- _DIRECTIVE_:
List each line below that contains the string "clicks". Case counts, so only match lines where the letters have the same case.
EXTRACTED RECORDS below:
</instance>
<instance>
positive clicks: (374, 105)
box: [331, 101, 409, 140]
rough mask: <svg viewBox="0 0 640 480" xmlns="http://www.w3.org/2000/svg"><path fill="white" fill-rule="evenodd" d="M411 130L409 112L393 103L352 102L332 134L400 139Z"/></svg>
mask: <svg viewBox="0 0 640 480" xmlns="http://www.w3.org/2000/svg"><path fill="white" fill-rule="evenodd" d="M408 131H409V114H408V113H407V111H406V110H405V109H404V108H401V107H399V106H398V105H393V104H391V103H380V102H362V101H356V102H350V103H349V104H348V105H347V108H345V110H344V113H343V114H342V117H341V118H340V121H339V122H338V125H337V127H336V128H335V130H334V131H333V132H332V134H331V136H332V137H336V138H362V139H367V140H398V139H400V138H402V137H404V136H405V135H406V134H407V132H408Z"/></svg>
End of EXTRACTED RECORDS.
EXTRACTED RECORDS below:
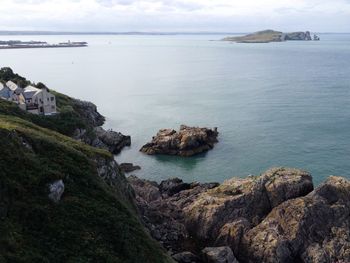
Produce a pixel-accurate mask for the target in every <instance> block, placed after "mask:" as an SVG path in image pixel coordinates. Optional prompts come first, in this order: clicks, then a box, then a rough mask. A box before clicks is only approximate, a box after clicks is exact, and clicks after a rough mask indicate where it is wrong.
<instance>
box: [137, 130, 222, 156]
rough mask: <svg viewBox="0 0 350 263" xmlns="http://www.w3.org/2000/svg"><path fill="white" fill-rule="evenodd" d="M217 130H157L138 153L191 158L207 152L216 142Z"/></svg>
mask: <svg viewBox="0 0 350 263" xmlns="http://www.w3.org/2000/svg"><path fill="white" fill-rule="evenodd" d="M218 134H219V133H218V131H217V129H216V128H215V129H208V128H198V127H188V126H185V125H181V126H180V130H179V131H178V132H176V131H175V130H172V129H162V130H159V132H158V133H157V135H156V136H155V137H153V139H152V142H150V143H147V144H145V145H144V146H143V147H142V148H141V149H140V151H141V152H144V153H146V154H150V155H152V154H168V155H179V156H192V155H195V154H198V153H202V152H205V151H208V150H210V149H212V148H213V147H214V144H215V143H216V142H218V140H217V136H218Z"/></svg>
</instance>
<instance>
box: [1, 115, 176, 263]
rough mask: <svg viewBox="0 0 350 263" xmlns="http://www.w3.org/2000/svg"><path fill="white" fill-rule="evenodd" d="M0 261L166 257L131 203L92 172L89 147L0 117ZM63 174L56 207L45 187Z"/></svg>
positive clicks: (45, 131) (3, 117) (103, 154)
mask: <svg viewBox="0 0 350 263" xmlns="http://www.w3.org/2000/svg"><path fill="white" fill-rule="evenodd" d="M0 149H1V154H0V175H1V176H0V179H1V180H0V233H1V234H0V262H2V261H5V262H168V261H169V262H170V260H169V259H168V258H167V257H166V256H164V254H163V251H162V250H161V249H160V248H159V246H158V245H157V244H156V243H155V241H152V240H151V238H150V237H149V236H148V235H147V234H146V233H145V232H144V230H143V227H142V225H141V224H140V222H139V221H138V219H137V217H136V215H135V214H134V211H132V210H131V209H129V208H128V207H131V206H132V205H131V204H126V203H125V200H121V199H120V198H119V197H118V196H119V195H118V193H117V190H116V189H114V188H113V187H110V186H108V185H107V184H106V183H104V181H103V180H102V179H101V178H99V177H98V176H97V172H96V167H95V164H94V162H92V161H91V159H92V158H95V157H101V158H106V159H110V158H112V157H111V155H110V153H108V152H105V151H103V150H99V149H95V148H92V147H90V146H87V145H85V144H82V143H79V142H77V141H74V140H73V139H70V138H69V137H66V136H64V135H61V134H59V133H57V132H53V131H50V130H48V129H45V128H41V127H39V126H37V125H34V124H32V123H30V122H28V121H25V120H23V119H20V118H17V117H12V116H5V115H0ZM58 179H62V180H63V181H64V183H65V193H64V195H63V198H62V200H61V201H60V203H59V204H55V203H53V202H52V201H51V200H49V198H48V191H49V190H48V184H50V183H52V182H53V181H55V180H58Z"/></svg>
End of EXTRACTED RECORDS.
- _YOUR SOLUTION_:
positive clicks: (374, 105)
Produce a pixel-accurate mask for the target in every <instance> block, placed after "mask:" as an SVG path in image pixel coordinates. Optional prompts come first, in this order: clicks, then a box, then a rough mask. A box before clicks is only approximate, a box after clicks is exact, and clicks after a rough mask indicate where it is wrong.
positive clicks: (45, 131) (3, 117) (103, 154)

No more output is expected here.